__ACTIVITY LIST__
A) From the essay on the pursuit of motherhood, list each thing the writer says they watched.
B) Write the next part of the essay on the pursuit of motherhood, beginning after its final sentence.

[[ SELECTED PASSAGE, beginning ]]

My particular pandemic pain point has been the pursuit of motherhood. Motherhood, or lack thereof, has been the most painful element of my life for 13 years. I am a person who has never questioned whether or not I want to be a mother. I have always wanted it. When I was young it was completely a matter of course that I would have children. No question about it. I went off birth control when I got married in 2007. When I was 28. And then…nothing. For 13 years I have lived in this painful limbo, with the last year being the most excruciating in some ways.
Throughout the entirety of my 30’s I was holding my breath, waiting for the pregnancy that never happened. I watched as friends had babies, and then watched as those babies grew into children and those friends grew into parents. I also watched myself disappear into my grief about it. It felt like all of my dreams and inspiration for what I wanted my life to be died along with the dream of being a mother, like all potential for who I could have been faded away. I gained a bunch of weight and became prematurely middle-aged by age 33. I vanished into the idea of being a total failure. I was too depressed and hopeless to pull myself out of it in terms of focusing my life on something else, and my husband and I couldn’t afford fertility treatment or adoption. I basically lost a full decade of my life to despair and hopelessness.

[[ SELECTED PASSAGE, end ]]
[[ AVAILABLE DATA, beginning ]]

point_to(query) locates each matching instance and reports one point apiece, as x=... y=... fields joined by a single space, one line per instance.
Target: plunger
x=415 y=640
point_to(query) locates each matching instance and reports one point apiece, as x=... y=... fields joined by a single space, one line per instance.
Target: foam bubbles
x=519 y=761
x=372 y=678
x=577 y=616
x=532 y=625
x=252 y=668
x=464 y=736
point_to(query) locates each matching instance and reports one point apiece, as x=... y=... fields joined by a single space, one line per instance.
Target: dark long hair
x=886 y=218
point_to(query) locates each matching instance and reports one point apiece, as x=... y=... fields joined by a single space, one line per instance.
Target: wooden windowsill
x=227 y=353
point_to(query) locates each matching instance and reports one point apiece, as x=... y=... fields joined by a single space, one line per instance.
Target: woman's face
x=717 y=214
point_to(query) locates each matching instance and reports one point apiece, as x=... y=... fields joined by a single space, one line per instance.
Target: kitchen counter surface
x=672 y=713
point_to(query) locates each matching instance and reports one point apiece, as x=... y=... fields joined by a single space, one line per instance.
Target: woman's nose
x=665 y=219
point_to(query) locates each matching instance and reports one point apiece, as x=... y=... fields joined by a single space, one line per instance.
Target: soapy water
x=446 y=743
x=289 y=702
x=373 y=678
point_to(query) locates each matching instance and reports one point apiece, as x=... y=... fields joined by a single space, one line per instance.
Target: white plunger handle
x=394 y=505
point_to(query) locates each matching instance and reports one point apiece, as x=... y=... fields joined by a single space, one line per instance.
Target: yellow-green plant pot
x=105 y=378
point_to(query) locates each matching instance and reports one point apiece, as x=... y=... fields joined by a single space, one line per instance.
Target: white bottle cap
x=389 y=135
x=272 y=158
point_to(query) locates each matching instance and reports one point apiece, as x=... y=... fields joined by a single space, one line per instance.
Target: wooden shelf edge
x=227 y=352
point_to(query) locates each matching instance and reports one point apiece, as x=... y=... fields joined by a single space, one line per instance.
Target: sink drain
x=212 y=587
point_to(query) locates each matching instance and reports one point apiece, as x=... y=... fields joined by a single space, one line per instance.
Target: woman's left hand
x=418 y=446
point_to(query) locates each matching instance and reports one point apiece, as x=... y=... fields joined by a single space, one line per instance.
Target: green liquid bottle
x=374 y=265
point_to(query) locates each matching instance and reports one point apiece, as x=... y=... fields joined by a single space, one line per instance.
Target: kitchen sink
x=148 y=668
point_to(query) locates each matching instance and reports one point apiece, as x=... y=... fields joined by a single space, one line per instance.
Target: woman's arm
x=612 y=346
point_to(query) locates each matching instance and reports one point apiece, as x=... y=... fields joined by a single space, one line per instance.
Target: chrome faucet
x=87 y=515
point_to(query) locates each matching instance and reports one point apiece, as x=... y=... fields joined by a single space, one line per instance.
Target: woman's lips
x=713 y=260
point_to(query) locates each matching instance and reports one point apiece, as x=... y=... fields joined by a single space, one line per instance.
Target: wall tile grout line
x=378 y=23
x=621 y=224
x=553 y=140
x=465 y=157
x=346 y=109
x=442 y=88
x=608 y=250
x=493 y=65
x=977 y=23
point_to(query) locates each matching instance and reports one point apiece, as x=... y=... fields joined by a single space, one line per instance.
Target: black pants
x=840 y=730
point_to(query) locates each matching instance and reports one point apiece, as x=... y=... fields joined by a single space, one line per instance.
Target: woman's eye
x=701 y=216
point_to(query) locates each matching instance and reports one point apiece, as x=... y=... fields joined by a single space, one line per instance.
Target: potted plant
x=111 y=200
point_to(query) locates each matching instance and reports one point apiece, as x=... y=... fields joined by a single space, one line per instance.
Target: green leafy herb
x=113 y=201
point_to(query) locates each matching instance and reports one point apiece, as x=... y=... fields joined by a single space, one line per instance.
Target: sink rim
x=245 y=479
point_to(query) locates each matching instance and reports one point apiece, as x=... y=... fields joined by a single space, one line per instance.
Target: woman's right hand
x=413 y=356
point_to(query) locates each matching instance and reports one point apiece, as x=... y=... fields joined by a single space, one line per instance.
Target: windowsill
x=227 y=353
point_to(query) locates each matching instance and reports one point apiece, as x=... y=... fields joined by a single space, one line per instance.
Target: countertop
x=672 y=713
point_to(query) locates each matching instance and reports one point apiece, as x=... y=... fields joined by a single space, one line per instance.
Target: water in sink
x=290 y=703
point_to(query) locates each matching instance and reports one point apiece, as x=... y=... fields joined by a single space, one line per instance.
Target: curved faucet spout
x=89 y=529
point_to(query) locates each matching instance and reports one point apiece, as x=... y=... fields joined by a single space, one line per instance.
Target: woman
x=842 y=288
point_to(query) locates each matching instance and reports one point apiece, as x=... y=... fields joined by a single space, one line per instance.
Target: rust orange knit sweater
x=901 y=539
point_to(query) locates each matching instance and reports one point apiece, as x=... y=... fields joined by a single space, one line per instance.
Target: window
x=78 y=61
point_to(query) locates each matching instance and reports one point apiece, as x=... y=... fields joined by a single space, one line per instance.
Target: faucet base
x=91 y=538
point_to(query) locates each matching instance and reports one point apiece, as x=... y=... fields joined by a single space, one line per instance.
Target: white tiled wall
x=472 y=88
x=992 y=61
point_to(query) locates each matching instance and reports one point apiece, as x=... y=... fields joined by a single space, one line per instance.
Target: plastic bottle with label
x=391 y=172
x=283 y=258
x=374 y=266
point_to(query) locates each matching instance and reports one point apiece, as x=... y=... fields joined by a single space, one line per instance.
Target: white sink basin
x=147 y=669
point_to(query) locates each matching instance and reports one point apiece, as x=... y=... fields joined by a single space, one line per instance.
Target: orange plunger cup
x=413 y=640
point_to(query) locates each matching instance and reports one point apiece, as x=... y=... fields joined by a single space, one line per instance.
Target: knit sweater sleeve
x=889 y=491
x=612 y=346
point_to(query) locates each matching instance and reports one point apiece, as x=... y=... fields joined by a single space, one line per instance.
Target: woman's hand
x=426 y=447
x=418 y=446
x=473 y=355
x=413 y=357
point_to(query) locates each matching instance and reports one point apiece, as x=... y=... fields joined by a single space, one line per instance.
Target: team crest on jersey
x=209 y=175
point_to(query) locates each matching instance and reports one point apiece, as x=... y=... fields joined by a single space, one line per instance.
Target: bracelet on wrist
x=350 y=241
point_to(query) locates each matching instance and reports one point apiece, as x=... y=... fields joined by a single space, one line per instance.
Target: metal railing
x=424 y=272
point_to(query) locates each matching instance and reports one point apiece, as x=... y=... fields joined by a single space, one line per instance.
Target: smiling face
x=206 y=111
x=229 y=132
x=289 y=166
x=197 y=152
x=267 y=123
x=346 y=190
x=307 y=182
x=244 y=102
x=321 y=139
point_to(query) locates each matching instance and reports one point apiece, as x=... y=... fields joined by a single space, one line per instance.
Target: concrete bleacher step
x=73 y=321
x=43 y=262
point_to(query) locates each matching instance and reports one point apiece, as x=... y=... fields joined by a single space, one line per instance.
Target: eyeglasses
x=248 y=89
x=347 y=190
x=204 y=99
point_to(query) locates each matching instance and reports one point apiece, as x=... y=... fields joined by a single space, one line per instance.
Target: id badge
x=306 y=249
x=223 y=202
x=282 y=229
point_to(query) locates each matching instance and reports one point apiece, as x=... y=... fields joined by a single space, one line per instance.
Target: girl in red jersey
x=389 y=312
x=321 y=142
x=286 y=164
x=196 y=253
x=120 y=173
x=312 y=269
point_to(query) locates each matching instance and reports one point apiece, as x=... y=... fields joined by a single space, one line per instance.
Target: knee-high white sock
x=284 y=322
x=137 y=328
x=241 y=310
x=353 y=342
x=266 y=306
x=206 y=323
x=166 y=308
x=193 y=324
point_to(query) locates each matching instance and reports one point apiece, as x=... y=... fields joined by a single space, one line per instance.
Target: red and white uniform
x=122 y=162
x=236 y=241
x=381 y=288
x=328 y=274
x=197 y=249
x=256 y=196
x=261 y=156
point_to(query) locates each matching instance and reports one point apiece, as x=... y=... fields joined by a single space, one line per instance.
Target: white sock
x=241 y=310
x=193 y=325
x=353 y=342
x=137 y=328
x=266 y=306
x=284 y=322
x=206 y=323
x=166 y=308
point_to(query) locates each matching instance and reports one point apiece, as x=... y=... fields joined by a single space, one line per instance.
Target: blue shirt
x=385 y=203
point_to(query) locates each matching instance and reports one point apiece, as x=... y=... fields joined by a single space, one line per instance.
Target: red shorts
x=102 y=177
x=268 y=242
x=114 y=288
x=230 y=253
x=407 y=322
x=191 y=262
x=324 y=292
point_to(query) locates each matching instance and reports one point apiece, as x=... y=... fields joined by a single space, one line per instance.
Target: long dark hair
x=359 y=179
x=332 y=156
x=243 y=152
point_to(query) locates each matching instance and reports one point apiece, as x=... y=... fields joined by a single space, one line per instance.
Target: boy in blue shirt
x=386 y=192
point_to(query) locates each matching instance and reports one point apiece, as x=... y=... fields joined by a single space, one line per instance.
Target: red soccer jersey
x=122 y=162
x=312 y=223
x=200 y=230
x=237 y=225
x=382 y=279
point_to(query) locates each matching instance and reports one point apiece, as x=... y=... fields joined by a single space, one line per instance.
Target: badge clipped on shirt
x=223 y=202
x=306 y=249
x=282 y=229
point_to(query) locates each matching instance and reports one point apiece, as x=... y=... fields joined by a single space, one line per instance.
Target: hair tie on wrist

[[ AVAILABLE DATA, end ]]

__EXPECTED RESULTS__
A)
- Friends had babies.
- Those babies grew into children.
- Those friends grew into parents.
- The writer disappeared into grief about it.

B)
Sometime around age 38 the fog began to lift a bit. I did yoga teacher training, went to Thailand, finished my Thai Yoga Bodywork certificate. I began to resurface, to find myself again. The other thing that happened was that my husband’s career took off, and mine did, too. We were finally making pretty good money. The year I was 39 we bought a house in the city. The year I was 40 we started pursuing fertility treatments. That was a year ago, one month prior to pandemic lock-downs beginning in the U.S. We had a plan in place to start towards intra-uterine insemination (IUI) in March. Then the fertility clinic was shut down due to COVID-19. It was July before we could get back on track with the plan. I’m not going to lie; I did a lot of drinking during that four-month period.
In late July 2020 I started taking the hormones for IUI. I went in for a baseline ultrasound and found out that, though my hormone panels were perfect and I have a freakish number of eggs for my age, my uterus looks like a war zone. I have giant fibroids, polyps, and a huge cyst on my right ovary. After confirming all of the above with a sonohysterogram (super pleasant procedure), the clinic pronounced me no longer a candidate for IUI. If I wanted to proceed with trying to have a baby, I would need to do In Vitro Fertilization (IVF). For me that would involve retrieving my eggs, making embryos, having them tested, freezing the viable ones, having surgery to clean up my uterus, letting my uterus heal for at least three months, and then putting the embryos in one by one until one of them takes.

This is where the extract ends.